◆ What is being asked ◆
Arrange all of the data below as a numbered list, leaving out any blank lines.

◆ Available data ◆
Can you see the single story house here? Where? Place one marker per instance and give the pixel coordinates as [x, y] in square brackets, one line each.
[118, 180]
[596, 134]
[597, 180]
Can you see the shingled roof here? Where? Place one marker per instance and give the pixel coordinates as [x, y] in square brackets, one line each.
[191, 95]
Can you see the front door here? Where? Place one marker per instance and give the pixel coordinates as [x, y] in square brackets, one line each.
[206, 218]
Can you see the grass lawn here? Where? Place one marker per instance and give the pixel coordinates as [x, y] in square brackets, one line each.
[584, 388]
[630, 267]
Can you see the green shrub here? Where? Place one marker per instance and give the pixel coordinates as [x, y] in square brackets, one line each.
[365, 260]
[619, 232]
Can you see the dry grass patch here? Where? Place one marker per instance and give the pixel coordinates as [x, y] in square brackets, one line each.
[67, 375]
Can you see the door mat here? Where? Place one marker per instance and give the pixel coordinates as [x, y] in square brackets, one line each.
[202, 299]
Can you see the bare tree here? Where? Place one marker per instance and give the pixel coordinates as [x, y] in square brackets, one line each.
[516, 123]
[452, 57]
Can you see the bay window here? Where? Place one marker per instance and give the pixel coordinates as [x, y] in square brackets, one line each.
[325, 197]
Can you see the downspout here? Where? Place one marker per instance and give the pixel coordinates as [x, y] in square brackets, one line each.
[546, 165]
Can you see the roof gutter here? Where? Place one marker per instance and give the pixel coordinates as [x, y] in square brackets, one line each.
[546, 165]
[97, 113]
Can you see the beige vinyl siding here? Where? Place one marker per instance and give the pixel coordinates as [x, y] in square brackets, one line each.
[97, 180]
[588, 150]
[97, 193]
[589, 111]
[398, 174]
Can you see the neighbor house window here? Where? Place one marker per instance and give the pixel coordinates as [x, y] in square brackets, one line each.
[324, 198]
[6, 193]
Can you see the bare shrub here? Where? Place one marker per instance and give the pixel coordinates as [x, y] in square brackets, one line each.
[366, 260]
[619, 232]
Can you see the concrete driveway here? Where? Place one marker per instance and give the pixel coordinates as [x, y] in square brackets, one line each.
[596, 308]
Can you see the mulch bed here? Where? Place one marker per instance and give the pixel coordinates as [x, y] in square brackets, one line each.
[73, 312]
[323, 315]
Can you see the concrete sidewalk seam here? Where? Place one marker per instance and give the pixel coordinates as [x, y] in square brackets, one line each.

◆ Finished answer ◆
1. Can you see the single story house here? Where? Place one marker per instance and give the pixel coordinates as [x, y] in square brackets, one line each.
2. [118, 180]
3. [596, 134]
4. [597, 180]
5. Can you see the shingled roof here? Where? Place one marker per instance and give the pixel coordinates as [x, y] in square brackets, one line each.
6. [191, 95]
7. Can you see the front door here? Where? Place one marker per instance and give the pixel coordinates as [x, y] in square brackets, one line each.
8. [206, 218]
9. Can you see the grass lawn here? Where? Place one marker per instance and give the pixel coordinates as [x, y] in square brackets, one line each.
10. [584, 388]
11. [630, 267]
12. Can you see the green shrub here? Where? Place one marker per instance and give the pixel coordinates as [x, y] in square brackets, one line each.
13. [365, 260]
14. [619, 232]
15. Can you see the dry grass patch here? Where? Place one marker per instance and give the pixel coordinates as [x, y] in square brackets, one line each.
16. [67, 375]
17. Can you see the door mat here? Where? Place one marker per instance and give the pixel coordinates as [x, y] in square brackets, one line each.
18. [202, 299]
19. Can you see the bare tree here? Where? Place one marker per instance and give the pixel coordinates as [x, y] in square brackets, one line each.
20. [516, 123]
21. [452, 57]
22. Can you see the bay window here? Where? Place one marker per instance and give the pixel coordinates as [x, y] in square brackets, one line each.
23. [325, 197]
24. Can you see the downspout here? Where? Place one marker per instance and give the pixel coordinates as [x, y] in square brackets, one line each.
25. [546, 165]
26. Can you see the roof gutter here? Where? Place one marker per instance and give the pixel coordinates as [x, y] in square brackets, one line each.
27. [546, 165]
28. [97, 113]
29. Can you see the beige vinyl siding here? Where? Place one marker per instance and give the pixel coordinates as [x, y] in square brackets, one line each.
30. [97, 180]
31. [588, 150]
32. [97, 193]
33. [589, 111]
34. [398, 174]
35. Can you see the neighbor house window here? Where? Place one marker per instance and give the pixel coordinates as [x, y] in square brackets, one line each.
36. [324, 198]
37. [6, 193]
38. Can you see the bare shrub here? Where? Place one marker per instance and give the pixel coordinates as [x, y] in square brackets, one line each.
39. [366, 260]
40. [619, 232]
41. Can you see the concrete driveway here? Where? Place one marker per instance and give the pixel coordinates as [x, y] in square brackets, one line each.
42. [596, 308]
43. Can you see the mulch bed here? Where? Place one marker per instance and give the pixel coordinates as [x, y] in square brackets, one line each.
44. [73, 312]
45. [323, 315]
46. Can you see the concrete sidewalk seam here? Where? Place one marker per instance and give the pixel coordinates as [x, y] in square brackets, one line each.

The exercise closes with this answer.